• [Supplied text]
+---+

Stanislas Bigirimana
Africa University, Zimbabwe

Abstract


Classically, philosophy was the foundation of the sciences. The development of modern science and normative epistemology created a situation where philosophy struggled to become scientific. Philosophy and other disciplines that aspired to the status of science had to model themselves on the physical sciences. This model reduces human knowing to logico-deductive processes that are amenable to mathematical operations, rules of logical inference, or computer algorithms. Moreover, it portrays knowing as a conscious step-by-step process that occurs in isolated minds. A dynamic and integrative epistemology can fill the gaps by defining knowing as information processing, i.e. accumulating insights through enriching the immediate data of experience with meaning and value for the purpose of decision-making and problem-solving. This process not only takes into account genetic, physiological, social, cultural, and technological aspects that play a programming role in the process of human knowing, but also it calls for an integration of processes of experiencing, understanding, judging (choosing, deciding), and acting. Dynamic and integrative epistemology requires a dynamic and integrative model of rationality that obviously transcends the boundaries of individual academic disciplines founding interdisciplinarity not in these disciplines, but in human rationality itself. This approach avoids a possible "fragmentation of reason".

Keywords


Interdisciplinarity, Rationality, Dynamic and Integrative Epistemology, Information Processing, Levels of Consciousness, Levels of Programming.

+---+

Entries taken from a collection:

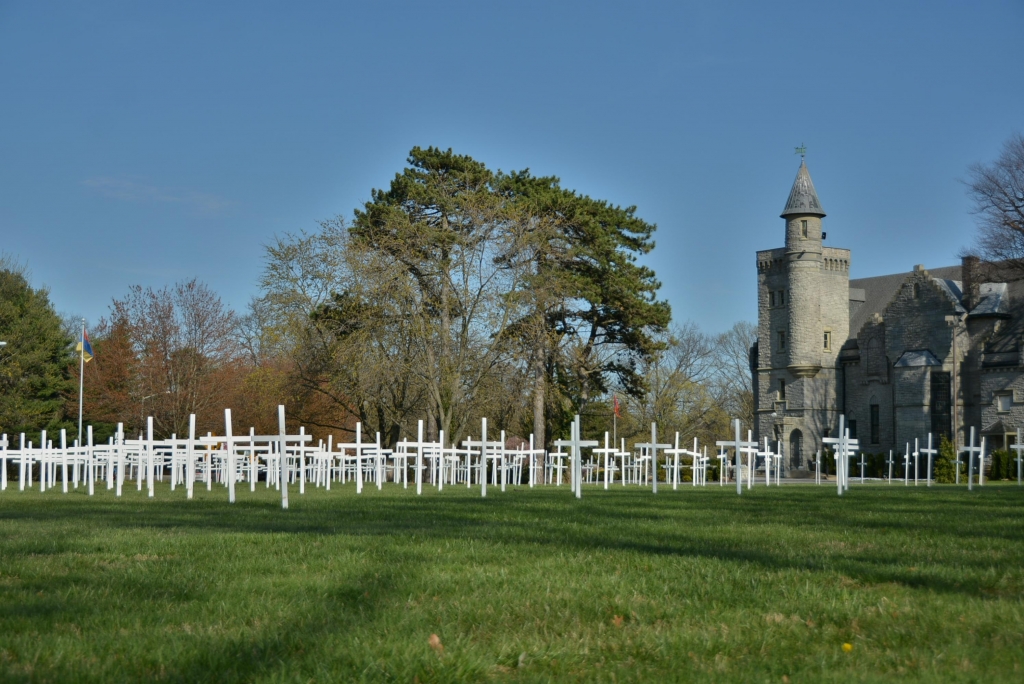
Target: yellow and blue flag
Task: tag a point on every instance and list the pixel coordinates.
(85, 347)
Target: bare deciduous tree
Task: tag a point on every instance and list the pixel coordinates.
(997, 193)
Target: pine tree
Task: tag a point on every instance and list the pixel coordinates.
(34, 365)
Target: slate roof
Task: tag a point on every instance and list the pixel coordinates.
(916, 357)
(803, 199)
(879, 291)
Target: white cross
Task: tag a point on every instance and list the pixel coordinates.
(607, 452)
(229, 444)
(845, 449)
(358, 446)
(653, 446)
(931, 453)
(698, 464)
(675, 452)
(534, 453)
(3, 462)
(906, 465)
(283, 439)
(981, 466)
(577, 444)
(916, 459)
(1019, 447)
(769, 457)
(484, 447)
(739, 447)
(971, 450)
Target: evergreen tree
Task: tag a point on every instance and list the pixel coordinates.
(945, 463)
(35, 364)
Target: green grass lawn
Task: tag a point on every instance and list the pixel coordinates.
(695, 585)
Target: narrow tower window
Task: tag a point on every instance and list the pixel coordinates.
(875, 423)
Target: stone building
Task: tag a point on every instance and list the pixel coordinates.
(900, 355)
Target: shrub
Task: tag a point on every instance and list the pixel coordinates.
(945, 462)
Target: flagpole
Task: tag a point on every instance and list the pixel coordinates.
(81, 380)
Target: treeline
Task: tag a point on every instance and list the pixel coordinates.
(457, 293)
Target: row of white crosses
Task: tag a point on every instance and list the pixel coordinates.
(846, 447)
(739, 446)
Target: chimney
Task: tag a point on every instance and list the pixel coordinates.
(971, 276)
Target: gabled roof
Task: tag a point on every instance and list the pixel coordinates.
(879, 291)
(803, 199)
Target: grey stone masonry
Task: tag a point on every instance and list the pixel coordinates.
(901, 355)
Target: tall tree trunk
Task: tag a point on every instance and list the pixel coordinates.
(540, 385)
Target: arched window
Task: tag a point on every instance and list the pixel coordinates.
(796, 449)
(876, 361)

+---+

• [Work order]
In the abstract on epistemology and rationality, which aspects are said to play a programming role in the process of human knowing? List them all.

• [Response area]
Genetic, physiological, social, cultural, and technological